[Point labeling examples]

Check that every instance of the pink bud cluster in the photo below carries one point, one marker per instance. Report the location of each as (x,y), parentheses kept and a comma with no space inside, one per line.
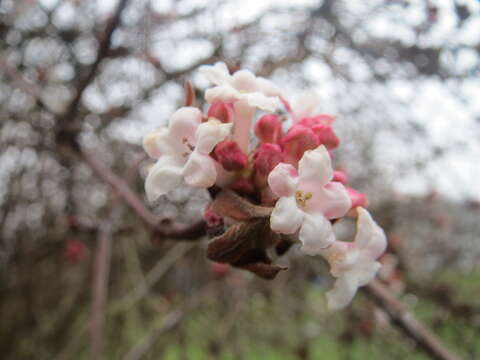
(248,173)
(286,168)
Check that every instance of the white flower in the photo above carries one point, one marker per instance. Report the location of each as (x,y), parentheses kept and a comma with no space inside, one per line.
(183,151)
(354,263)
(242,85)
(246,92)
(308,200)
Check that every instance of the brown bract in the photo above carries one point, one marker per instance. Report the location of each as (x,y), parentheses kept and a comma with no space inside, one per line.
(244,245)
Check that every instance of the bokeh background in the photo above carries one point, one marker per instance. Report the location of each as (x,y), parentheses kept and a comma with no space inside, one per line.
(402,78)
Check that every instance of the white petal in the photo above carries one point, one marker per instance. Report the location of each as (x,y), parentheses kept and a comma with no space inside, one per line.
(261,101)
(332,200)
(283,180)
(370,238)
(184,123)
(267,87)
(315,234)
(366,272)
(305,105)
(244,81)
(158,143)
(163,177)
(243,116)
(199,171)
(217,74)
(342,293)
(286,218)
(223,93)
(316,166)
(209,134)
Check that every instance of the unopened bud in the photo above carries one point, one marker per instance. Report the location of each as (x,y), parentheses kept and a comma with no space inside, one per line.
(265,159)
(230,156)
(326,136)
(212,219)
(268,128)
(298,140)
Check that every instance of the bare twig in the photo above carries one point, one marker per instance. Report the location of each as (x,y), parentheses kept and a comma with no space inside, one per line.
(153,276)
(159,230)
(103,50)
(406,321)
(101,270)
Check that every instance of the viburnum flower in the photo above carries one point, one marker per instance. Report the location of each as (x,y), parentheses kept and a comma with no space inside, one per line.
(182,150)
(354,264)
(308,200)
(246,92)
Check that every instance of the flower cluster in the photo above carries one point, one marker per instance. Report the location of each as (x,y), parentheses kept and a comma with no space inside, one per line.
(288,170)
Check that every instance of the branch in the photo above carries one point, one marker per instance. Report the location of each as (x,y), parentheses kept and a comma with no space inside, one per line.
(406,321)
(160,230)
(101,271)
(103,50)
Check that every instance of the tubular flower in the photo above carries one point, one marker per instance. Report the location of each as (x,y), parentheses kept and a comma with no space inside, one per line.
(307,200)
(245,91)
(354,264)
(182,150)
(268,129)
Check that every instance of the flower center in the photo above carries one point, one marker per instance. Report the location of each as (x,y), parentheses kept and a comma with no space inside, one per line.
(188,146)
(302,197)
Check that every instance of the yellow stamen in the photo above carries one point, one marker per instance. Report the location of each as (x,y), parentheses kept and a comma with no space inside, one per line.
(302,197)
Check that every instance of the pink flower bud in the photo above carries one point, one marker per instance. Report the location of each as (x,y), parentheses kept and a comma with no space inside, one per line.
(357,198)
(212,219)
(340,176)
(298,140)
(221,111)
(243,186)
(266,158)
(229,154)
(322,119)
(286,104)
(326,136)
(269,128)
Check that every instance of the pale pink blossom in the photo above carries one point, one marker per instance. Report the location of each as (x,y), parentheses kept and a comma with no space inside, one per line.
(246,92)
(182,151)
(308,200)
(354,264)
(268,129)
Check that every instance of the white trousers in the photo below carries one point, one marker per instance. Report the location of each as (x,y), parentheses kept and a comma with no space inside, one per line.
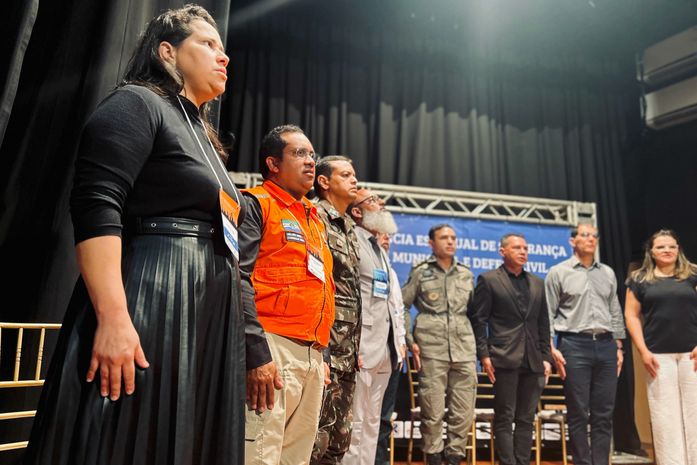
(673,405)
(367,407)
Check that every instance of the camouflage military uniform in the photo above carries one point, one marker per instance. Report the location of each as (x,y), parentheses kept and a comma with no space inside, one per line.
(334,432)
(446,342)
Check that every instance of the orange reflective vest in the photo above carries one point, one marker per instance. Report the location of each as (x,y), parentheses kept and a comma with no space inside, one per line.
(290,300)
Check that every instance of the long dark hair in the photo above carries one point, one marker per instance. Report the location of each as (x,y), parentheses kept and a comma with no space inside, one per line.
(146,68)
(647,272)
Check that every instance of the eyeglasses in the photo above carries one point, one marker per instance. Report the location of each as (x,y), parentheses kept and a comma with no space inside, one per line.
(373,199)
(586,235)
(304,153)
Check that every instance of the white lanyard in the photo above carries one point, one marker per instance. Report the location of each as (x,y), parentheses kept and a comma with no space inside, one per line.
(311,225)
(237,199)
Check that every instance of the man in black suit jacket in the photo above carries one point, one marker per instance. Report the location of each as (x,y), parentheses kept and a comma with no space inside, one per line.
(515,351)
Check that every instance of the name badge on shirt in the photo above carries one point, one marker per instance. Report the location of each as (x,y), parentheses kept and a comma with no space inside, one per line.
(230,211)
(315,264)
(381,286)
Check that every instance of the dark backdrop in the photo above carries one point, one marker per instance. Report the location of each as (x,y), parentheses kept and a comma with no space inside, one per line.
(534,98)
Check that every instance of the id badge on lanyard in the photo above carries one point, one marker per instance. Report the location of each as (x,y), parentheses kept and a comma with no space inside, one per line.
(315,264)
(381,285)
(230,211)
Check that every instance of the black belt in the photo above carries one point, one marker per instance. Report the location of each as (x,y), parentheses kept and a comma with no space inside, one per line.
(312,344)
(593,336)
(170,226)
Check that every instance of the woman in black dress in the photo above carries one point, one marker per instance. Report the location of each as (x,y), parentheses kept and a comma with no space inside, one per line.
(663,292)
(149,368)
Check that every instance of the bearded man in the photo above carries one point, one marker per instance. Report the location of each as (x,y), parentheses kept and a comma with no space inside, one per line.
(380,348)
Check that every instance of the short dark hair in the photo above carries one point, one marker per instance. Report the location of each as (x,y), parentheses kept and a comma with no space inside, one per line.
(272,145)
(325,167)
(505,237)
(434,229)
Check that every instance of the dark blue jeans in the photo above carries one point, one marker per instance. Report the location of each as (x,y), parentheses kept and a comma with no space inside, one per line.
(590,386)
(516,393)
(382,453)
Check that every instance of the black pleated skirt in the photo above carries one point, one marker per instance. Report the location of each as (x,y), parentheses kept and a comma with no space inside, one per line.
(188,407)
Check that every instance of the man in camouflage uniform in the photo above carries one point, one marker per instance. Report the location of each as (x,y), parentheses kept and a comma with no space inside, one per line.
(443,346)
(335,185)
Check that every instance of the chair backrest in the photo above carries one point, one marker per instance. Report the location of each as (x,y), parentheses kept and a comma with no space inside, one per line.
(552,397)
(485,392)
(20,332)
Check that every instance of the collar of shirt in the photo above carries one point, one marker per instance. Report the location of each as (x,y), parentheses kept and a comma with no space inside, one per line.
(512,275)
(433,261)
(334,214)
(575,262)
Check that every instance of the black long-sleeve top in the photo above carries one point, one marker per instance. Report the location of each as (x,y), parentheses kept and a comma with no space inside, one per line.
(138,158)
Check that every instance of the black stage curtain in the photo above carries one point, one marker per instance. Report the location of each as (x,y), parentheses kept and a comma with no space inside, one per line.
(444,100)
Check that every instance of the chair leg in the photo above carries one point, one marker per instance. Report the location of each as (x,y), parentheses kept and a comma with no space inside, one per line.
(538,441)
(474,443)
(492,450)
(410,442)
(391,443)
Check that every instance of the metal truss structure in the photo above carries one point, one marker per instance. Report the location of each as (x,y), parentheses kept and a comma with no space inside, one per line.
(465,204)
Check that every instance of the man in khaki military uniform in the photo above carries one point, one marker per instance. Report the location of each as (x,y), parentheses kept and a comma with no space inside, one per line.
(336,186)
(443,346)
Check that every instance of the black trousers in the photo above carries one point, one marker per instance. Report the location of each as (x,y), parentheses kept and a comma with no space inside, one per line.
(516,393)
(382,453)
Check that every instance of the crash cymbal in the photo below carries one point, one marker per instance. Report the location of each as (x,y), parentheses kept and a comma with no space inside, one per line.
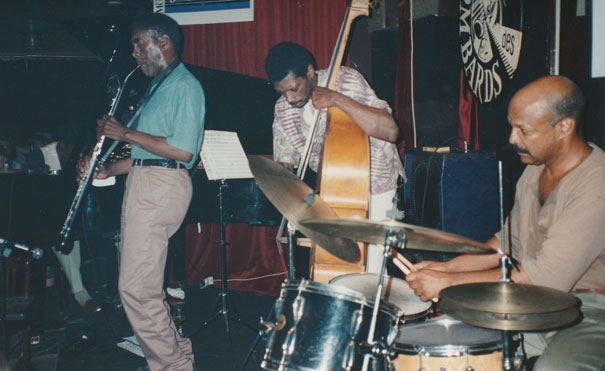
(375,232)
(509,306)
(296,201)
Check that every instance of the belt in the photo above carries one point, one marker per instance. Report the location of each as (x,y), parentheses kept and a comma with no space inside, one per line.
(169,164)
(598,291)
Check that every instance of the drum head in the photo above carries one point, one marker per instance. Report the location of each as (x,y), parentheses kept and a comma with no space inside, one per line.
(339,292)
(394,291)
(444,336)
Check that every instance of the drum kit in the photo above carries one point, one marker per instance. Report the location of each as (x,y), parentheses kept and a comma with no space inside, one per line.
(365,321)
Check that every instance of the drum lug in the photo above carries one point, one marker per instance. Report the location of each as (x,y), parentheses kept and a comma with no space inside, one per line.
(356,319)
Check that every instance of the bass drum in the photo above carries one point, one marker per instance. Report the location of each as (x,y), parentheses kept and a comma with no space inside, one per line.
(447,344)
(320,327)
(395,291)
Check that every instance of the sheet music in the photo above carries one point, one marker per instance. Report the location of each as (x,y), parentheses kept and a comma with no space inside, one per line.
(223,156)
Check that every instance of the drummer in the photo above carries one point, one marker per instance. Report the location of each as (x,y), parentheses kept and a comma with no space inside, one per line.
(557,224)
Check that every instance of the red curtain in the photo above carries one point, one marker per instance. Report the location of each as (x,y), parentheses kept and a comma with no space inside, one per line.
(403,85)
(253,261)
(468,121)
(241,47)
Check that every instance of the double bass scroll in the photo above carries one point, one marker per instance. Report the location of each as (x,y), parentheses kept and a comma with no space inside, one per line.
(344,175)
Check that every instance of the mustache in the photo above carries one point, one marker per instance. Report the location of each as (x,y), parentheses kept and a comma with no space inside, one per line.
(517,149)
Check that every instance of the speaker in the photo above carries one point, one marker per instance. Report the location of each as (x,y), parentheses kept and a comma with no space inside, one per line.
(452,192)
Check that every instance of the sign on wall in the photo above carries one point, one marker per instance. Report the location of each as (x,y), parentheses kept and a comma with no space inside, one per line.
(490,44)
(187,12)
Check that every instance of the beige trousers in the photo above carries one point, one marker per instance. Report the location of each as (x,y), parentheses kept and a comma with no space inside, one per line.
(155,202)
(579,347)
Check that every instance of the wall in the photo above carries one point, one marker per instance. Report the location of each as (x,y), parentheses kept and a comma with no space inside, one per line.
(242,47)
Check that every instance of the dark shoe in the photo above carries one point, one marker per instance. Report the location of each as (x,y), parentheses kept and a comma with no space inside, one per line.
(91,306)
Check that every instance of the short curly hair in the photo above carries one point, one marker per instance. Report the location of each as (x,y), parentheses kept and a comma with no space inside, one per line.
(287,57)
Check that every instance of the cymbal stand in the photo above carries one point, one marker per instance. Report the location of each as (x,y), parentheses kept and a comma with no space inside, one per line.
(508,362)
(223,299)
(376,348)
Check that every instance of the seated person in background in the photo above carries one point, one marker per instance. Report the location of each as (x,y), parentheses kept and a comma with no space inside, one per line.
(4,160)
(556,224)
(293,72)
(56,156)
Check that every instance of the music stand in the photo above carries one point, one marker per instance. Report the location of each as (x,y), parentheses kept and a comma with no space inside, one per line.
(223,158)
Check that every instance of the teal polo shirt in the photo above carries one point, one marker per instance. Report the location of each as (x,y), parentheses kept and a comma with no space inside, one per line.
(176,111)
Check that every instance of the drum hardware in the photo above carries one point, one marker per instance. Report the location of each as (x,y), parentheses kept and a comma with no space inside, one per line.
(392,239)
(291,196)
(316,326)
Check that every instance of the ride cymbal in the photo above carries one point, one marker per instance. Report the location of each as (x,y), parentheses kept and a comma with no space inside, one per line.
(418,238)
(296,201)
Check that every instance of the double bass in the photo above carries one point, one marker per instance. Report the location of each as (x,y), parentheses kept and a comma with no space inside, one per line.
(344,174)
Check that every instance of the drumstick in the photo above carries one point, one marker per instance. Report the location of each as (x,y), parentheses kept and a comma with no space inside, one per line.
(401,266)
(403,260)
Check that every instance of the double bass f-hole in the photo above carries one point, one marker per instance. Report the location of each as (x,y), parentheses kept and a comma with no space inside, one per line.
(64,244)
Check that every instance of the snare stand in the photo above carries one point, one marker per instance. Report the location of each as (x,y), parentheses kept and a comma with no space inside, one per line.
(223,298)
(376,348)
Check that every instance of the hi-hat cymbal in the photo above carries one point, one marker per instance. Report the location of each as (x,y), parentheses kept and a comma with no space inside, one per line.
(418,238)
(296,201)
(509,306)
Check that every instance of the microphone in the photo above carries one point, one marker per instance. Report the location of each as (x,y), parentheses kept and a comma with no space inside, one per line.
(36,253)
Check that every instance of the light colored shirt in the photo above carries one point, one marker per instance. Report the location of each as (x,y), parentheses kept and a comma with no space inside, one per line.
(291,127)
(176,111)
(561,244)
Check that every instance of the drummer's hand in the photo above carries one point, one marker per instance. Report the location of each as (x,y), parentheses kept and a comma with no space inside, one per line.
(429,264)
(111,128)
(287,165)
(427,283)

- [STATED TASK]: Repeat exactly, and only, the lines from the one containing "Check that every instance of the snare" through the end of the material.

- [FULL OUTPUT]:
Check that every instance of the snare stand in the photo above carries one point, one marker per instance. Report the location of each as (x,y), parentheses kept and a comma with no space inside, one per line.
(223,298)
(376,348)
Check that every instance of the hi-hat cymbal in the photo above carries one point, one marker per instance. Report the location of each as (x,y), parentheses kept and a comma with no space inside, one per line.
(418,238)
(296,201)
(509,306)
Check that every instance of the microphone in the photo above carries one point, one marker per instance. Report the location of each as (x,y), parentheses kept and a comma with no space inside, one per line.
(36,253)
Check that every instance of the light colored shirt in the photo above carries one point, one marker per instance. Report the location of each as (x,y), parentheses kept and a comma with no space inside, one per line.
(291,127)
(176,111)
(561,244)
Check that every instance of the drummer's hand in the photo above carries one point, one marker per instance. Report the location of each as (x,y), parentheses kept and a comma with no space inside, one per line.
(429,264)
(111,128)
(287,165)
(427,283)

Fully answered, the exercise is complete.